• **Task requirements**: Please count the lines in the records below that contain the word "person" and give only that number.
══════════════════════════════
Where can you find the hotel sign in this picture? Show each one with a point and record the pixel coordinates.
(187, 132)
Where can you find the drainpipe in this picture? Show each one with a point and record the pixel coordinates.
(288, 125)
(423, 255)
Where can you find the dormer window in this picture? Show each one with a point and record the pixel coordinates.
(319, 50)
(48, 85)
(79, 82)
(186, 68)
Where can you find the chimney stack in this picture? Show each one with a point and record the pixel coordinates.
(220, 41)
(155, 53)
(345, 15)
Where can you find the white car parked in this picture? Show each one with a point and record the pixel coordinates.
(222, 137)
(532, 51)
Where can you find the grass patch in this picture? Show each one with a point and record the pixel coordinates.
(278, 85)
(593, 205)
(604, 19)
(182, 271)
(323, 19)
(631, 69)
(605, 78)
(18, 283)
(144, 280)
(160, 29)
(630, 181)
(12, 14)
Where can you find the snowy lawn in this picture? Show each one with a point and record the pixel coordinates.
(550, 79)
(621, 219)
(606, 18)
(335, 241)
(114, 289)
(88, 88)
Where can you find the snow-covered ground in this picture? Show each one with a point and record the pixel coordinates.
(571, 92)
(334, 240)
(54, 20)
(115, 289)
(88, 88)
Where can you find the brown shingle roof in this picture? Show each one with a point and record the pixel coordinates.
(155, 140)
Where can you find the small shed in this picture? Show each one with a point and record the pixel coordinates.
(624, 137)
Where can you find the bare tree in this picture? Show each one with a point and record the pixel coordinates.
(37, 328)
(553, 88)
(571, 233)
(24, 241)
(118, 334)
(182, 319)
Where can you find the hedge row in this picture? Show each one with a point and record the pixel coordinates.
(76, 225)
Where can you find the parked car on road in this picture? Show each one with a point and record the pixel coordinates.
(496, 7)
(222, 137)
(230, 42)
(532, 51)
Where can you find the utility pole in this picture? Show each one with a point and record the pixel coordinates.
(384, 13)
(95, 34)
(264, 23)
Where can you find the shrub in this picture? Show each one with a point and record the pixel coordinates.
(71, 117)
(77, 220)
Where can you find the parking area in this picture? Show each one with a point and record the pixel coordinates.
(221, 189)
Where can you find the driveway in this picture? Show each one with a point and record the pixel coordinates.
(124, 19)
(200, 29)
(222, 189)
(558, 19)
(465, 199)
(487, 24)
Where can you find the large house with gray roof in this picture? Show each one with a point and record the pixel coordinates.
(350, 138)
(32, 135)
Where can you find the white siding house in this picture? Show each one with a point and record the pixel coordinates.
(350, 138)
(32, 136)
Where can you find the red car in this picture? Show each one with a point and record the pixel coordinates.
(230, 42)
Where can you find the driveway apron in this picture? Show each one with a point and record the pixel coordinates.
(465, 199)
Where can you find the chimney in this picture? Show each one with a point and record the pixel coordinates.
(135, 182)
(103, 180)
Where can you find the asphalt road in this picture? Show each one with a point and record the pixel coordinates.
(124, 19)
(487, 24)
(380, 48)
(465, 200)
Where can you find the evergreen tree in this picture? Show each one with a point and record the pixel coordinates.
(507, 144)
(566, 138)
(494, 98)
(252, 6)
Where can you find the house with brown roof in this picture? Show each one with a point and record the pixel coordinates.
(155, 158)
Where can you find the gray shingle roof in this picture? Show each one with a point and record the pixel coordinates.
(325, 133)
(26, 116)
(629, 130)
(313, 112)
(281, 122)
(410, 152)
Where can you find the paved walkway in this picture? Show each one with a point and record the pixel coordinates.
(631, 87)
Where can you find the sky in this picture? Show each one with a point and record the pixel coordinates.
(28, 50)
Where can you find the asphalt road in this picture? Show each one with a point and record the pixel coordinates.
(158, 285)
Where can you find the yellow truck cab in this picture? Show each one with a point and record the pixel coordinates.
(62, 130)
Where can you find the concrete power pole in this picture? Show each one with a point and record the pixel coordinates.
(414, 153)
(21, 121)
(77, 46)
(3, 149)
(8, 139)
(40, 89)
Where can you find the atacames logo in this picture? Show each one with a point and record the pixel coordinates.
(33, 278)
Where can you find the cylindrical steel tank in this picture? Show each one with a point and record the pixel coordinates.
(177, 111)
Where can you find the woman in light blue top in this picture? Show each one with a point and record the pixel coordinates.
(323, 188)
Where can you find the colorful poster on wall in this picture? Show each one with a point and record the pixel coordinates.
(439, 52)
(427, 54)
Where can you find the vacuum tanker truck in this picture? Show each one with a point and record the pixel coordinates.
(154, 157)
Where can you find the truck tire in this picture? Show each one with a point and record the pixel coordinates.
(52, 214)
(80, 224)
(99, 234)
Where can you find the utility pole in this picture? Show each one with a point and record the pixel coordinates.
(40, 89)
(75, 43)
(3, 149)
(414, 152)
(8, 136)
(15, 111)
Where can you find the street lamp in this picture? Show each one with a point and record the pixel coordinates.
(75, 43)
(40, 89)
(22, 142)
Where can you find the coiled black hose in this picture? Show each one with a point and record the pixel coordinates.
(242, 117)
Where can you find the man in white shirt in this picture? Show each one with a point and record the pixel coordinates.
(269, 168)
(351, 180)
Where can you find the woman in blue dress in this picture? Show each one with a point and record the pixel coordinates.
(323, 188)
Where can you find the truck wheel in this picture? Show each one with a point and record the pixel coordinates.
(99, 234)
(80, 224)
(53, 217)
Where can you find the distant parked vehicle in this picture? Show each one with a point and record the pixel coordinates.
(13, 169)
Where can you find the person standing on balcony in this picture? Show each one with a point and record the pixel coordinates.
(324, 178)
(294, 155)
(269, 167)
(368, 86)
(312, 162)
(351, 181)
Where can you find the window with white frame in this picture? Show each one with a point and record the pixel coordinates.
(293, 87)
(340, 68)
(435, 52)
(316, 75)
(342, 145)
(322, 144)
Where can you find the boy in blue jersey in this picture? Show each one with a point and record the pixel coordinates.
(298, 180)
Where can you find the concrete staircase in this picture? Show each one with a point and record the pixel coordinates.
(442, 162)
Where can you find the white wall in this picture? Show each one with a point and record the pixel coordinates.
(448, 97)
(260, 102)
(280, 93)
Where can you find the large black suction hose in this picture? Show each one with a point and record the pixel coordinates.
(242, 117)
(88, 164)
══════════════════════════════
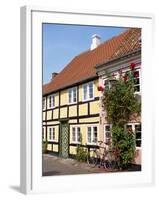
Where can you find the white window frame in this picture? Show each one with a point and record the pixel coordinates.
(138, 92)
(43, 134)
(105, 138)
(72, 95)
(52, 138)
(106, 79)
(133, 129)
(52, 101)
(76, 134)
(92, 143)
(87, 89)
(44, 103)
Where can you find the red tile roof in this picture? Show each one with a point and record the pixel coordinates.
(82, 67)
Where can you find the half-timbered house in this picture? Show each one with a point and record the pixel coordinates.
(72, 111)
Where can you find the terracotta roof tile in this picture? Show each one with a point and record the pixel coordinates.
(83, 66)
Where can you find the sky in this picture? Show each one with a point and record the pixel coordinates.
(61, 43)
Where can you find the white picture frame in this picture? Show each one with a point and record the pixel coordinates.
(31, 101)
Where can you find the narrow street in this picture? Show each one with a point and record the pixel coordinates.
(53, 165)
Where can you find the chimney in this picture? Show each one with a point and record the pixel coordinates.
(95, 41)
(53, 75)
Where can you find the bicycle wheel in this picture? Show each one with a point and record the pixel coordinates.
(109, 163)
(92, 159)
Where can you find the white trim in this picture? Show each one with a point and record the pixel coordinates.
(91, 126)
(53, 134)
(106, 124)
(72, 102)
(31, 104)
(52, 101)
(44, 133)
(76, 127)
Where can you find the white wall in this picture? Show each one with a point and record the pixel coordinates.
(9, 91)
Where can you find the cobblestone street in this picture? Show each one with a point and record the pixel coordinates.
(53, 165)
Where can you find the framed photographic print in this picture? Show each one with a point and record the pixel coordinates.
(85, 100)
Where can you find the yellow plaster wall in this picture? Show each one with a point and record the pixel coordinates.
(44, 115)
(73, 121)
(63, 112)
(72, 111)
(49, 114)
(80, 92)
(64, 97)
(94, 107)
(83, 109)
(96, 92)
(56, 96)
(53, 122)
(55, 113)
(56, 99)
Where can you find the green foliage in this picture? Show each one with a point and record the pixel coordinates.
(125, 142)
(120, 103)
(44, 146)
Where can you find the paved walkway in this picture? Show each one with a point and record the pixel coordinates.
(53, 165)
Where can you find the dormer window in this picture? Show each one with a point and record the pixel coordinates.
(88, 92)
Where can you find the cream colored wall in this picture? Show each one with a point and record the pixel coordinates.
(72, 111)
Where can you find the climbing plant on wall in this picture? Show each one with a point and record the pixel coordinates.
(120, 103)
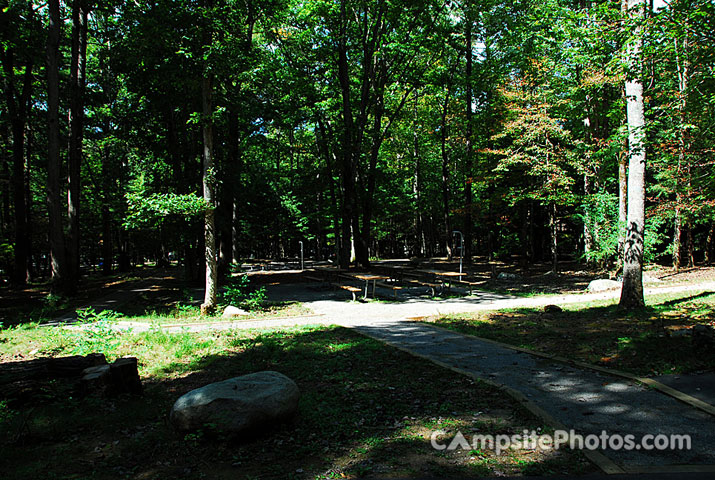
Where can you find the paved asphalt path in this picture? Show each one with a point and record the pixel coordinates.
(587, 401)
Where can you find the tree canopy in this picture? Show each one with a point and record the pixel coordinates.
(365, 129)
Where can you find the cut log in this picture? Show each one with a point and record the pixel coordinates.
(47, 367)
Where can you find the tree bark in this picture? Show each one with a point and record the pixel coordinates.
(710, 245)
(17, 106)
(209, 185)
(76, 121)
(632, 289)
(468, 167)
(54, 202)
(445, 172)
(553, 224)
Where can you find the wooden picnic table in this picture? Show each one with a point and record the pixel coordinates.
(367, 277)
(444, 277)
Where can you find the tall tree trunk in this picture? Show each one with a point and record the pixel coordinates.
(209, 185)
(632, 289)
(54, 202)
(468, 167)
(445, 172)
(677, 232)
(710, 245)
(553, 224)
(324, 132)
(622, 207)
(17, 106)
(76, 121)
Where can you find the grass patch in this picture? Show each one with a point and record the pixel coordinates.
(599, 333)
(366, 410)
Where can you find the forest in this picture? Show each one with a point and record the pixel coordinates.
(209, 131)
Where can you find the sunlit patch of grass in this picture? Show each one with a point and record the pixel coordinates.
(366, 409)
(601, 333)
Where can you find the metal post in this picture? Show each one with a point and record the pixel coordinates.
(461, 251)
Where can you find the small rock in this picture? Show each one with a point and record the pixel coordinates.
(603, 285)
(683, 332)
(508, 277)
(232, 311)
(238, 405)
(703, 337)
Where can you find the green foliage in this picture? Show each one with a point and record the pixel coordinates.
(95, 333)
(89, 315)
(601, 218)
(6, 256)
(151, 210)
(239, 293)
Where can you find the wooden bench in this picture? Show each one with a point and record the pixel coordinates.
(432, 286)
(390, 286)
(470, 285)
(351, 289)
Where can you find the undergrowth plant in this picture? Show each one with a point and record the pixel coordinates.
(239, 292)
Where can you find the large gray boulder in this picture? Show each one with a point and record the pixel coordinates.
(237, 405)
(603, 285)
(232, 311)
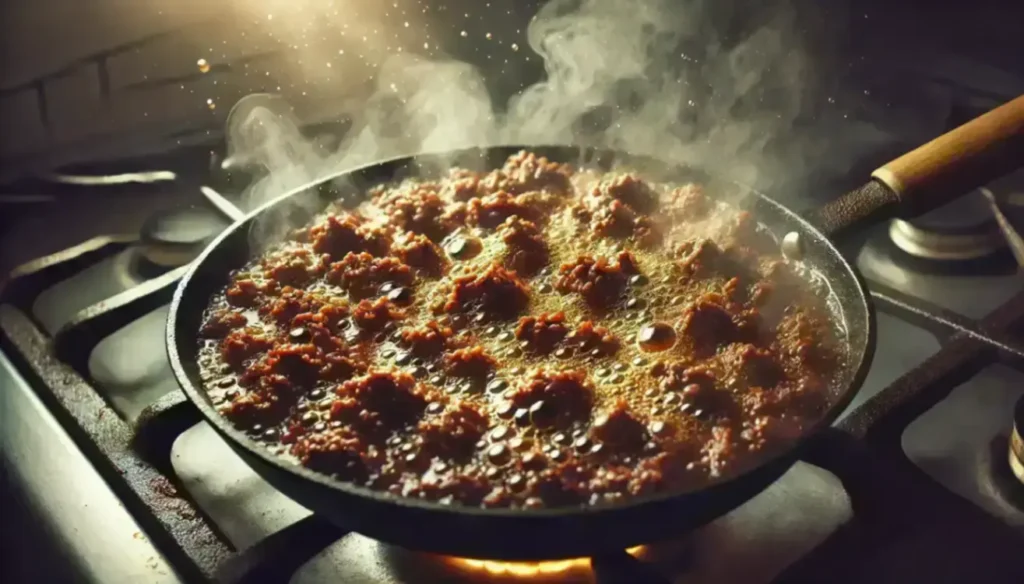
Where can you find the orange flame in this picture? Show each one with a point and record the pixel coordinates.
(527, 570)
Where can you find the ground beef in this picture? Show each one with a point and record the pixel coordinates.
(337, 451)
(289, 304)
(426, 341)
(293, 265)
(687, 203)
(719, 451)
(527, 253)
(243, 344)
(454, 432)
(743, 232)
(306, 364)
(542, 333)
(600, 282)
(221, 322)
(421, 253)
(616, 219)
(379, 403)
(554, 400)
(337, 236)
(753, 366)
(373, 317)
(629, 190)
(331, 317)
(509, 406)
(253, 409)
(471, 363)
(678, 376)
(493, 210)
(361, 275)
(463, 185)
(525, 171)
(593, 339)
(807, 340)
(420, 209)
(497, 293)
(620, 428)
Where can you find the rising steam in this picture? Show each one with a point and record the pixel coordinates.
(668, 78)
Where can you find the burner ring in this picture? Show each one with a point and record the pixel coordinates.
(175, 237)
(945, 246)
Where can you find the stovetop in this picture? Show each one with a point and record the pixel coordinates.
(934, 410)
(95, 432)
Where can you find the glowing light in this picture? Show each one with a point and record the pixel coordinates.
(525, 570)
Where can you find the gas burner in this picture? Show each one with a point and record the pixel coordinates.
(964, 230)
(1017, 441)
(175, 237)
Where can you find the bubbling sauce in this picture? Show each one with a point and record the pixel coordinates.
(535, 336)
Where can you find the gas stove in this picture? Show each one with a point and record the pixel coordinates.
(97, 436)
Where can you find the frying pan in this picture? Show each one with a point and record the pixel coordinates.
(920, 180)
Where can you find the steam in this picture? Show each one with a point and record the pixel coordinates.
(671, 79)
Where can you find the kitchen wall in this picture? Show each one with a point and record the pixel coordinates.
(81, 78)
══════════════════════════════
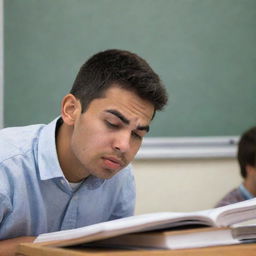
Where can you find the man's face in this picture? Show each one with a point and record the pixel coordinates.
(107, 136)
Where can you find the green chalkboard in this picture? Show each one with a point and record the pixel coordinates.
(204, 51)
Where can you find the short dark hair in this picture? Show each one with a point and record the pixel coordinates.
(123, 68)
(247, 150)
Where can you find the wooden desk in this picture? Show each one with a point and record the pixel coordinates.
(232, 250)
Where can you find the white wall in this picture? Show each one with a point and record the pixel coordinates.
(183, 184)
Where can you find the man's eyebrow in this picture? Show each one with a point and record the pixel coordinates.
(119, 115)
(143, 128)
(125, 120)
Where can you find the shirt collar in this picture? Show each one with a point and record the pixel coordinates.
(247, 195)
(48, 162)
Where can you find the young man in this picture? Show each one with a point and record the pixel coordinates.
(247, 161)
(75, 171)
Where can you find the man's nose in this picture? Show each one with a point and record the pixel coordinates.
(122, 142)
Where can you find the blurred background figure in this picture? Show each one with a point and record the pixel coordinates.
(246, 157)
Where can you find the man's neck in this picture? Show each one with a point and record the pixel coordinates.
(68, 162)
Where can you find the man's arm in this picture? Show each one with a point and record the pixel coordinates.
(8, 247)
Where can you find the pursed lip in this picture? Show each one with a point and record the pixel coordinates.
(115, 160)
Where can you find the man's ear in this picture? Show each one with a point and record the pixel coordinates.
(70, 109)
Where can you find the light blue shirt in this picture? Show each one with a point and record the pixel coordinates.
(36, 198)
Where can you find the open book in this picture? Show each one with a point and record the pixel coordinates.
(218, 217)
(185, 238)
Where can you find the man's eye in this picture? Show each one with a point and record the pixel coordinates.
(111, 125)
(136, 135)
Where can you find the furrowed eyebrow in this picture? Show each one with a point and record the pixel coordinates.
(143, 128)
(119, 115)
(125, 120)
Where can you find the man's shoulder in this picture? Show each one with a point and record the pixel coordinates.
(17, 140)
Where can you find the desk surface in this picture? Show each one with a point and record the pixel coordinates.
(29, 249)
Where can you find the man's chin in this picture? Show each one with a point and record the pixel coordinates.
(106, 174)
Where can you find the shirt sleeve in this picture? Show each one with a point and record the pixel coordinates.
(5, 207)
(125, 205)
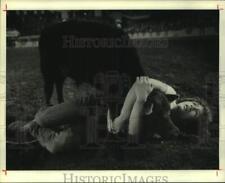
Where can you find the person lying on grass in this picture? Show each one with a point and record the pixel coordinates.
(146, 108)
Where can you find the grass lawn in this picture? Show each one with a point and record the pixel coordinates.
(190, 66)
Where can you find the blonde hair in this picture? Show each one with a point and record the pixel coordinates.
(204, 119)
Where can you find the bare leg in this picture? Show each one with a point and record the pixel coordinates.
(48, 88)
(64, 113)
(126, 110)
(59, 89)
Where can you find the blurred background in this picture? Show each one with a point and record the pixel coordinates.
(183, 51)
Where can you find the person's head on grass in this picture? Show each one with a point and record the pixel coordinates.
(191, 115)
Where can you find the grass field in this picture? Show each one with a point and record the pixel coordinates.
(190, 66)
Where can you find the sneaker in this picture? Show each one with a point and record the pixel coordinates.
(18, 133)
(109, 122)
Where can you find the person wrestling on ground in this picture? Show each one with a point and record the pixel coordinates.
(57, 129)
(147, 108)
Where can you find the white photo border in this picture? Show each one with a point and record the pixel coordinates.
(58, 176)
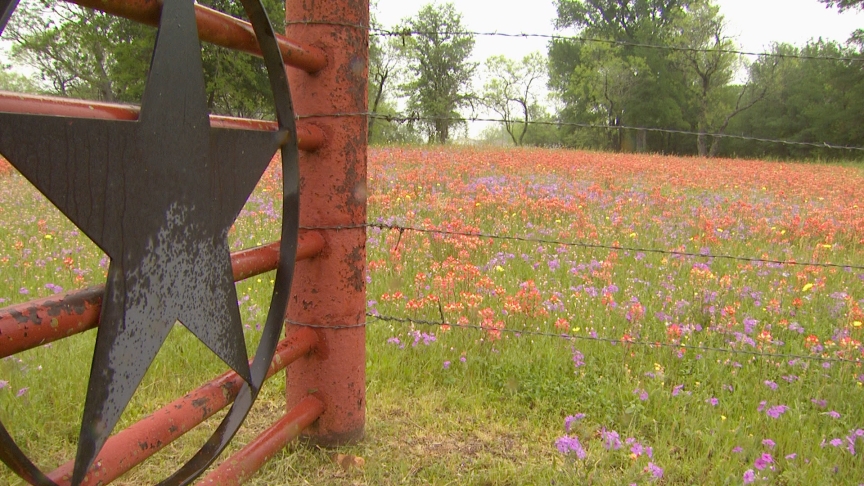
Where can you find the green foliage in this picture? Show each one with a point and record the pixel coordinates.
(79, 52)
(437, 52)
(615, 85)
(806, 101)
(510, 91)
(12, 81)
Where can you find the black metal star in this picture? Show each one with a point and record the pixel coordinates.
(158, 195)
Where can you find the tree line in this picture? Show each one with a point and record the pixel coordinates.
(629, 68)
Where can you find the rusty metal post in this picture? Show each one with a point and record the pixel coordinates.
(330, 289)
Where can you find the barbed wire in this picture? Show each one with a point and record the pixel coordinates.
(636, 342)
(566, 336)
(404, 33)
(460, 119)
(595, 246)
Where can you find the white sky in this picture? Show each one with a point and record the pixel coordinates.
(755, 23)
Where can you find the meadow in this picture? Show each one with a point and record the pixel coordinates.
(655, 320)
══════════════════════════════
• **Answer to this exercise**: 4